- Data extracts -
= Beginning of Section =
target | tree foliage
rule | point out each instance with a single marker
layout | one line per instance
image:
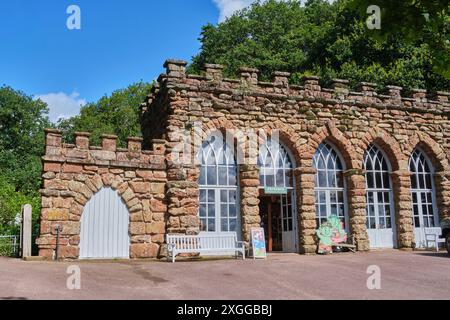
(330, 40)
(22, 124)
(115, 114)
(417, 21)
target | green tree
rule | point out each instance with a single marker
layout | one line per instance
(417, 21)
(330, 40)
(22, 124)
(115, 114)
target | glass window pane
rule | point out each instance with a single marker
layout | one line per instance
(378, 183)
(370, 180)
(211, 225)
(280, 178)
(414, 184)
(211, 176)
(232, 174)
(223, 196)
(203, 210)
(233, 210)
(211, 211)
(233, 225)
(224, 210)
(428, 185)
(332, 179)
(224, 225)
(333, 197)
(382, 224)
(202, 176)
(386, 181)
(203, 224)
(233, 196)
(223, 181)
(323, 211)
(202, 195)
(322, 176)
(211, 196)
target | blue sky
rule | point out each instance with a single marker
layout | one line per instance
(120, 42)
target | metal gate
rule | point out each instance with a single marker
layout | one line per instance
(104, 227)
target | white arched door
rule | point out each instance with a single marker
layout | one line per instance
(380, 207)
(104, 227)
(276, 171)
(425, 213)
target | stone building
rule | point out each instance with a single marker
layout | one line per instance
(225, 155)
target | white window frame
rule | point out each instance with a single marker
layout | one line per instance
(377, 191)
(329, 190)
(216, 150)
(419, 191)
(288, 165)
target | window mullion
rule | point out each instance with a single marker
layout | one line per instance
(218, 209)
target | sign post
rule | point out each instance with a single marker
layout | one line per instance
(26, 231)
(258, 243)
(280, 191)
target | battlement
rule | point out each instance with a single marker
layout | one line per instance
(108, 154)
(247, 82)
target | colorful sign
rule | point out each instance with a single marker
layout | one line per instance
(259, 243)
(331, 233)
(275, 191)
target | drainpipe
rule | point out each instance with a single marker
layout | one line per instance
(58, 231)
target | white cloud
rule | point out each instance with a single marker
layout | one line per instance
(228, 7)
(62, 105)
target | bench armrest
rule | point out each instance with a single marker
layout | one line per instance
(240, 244)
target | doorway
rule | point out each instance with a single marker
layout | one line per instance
(278, 221)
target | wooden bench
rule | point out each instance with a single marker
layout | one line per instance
(204, 244)
(433, 235)
(350, 246)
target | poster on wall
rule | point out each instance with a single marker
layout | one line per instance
(258, 243)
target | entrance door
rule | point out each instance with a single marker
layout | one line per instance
(279, 224)
(289, 227)
(104, 227)
(380, 220)
(380, 208)
(424, 198)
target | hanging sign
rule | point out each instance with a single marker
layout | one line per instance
(258, 243)
(275, 191)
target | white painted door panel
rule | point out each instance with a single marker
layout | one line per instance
(104, 227)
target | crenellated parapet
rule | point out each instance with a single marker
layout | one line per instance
(108, 154)
(212, 80)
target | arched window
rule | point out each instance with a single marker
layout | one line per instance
(422, 187)
(218, 186)
(330, 186)
(275, 165)
(276, 171)
(379, 190)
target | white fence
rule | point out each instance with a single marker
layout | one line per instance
(9, 246)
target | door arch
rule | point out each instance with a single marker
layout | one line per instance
(330, 190)
(219, 192)
(276, 171)
(425, 213)
(380, 209)
(105, 227)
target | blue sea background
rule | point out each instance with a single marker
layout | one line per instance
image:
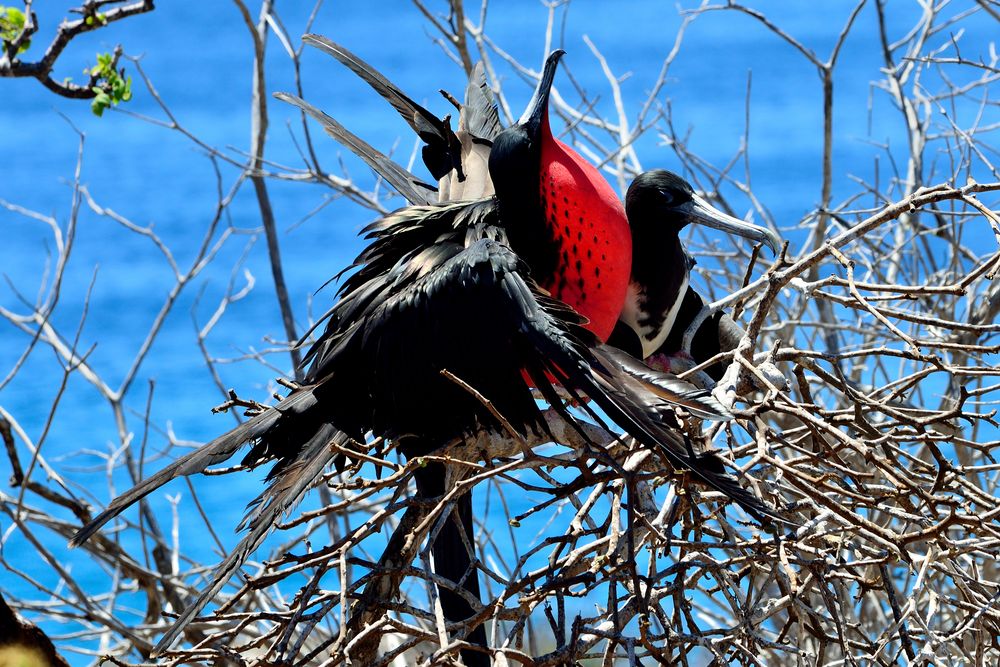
(197, 56)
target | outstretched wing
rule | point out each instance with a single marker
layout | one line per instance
(405, 183)
(443, 150)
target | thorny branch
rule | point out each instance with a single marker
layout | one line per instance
(864, 385)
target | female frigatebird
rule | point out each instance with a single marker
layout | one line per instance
(581, 253)
(469, 288)
(660, 303)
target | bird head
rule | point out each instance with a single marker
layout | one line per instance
(660, 203)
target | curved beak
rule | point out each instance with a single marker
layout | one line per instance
(701, 212)
(533, 115)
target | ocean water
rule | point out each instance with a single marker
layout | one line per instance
= End of Section =
- Task statement -
Copy every line above exactly; images stay out.

- Response to this task -
target | tree foliage
rule | point out each instance with a single marker
layout | one line per instance
image:
(330, 40)
(22, 124)
(115, 114)
(417, 21)
target | green tree
rule | point out each instance with a single marker
layout | one line per instance
(417, 21)
(330, 40)
(22, 124)
(115, 114)
target | glass window pane
rule | point out each instance with a single marker
layout | one line per instance
(378, 183)
(370, 180)
(211, 225)
(280, 178)
(414, 184)
(211, 176)
(232, 174)
(223, 196)
(203, 210)
(233, 210)
(211, 211)
(233, 225)
(224, 210)
(428, 185)
(332, 179)
(224, 225)
(333, 197)
(382, 224)
(202, 176)
(386, 181)
(203, 224)
(233, 196)
(223, 181)
(323, 211)
(202, 195)
(322, 176)
(211, 196)
target | blue sky
rule | point out each instance with a single marker
layout | one line per instance
(120, 42)
target | metal gate
rule | point out each instance with a single marker
layout | one line per instance
(104, 227)
target | white arched door
rule | point out each instance with a single marker
layout | one line per instance
(380, 207)
(104, 227)
(276, 171)
(425, 213)
target | stone building
rule | point out each instance with a single marker
layout | one line per instance
(225, 155)
target | white window frame
rule | point out each instance with a single marker
layout | one line per instance
(377, 191)
(329, 190)
(216, 150)
(419, 191)
(288, 165)
target | window mullion
rule | point out each instance with a single marker
layout | one line per instance
(218, 209)
target | sign post
rule | point out each instance with a single marker
layout | one line per instance
(26, 231)
(258, 243)
(280, 191)
target | battlement
rule | point out each instance with a single marker
layout | one line per instance
(108, 154)
(247, 82)
target | colorful sign
rule | point out each instance with a single marker
layout | one line per instance
(259, 243)
(331, 233)
(275, 191)
target | drainpipe
rule | point out each instance with a single marker
layout | one line per instance
(58, 231)
target | white cloud
rule | point out each instance with a single marker
layout | one line per instance
(228, 7)
(62, 105)
target | bench armrest
rule | point out each instance with a single marker
layout | one line per instance
(240, 244)
target | doorway
rule | point out each instance with a single marker
layout | one line per instance
(278, 221)
target | wooden bench
rule | point out each instance with a single marker
layout | one line per instance
(204, 244)
(433, 235)
(350, 246)
target | poster on wall
rule | point out each instance with a single marker
layout | one line per instance
(258, 243)
target | entrance door
rule | point out each instance with a single marker
layout | one line per instance
(279, 224)
(289, 227)
(104, 227)
(380, 220)
(380, 208)
(424, 198)
target | hanging sign
rule | point out each instance with a single marker
layout | one line per instance
(258, 243)
(275, 191)
target | white painted door panel
rule | point out each instance with a single marker
layout | one line per instance
(104, 227)
target | crenellated parapet
rule | point out each instance with a single marker
layout | one line per instance
(108, 154)
(212, 80)
target | arched window
rule | point out each instance with a single marker
layout | one line per instance
(422, 187)
(218, 186)
(330, 186)
(275, 165)
(276, 171)
(379, 190)
target | white fence
rule | point out each instance with a single marker
layout | one line per instance
(9, 246)
target | door arch
rule | point out each instance with a single marker
layout | one line per instance
(330, 190)
(219, 192)
(276, 171)
(425, 213)
(380, 209)
(105, 227)
target | blue sea background
rule | point out each instance with a single marker
layout | one line per instance
image:
(197, 56)
target | outstretched wing
rule | point out each instance with a single marker
layout | one line per instance
(405, 183)
(443, 150)
target | thorny branch
rule | point out each instance with a single marker
layout | one line per instance
(864, 385)
target | female frigatebird
rule | point out each instance with a single marker
layout | one line per instance
(581, 253)
(469, 288)
(660, 303)
target | bird head
rule | point out each instance with a single marker
layout | one line per instance
(660, 203)
target | curved beak
rule | point out each instance with a single marker
layout | one line per instance
(701, 212)
(533, 115)
target | ocean water
rule | point out each instance with a single marker
layout | one line per instance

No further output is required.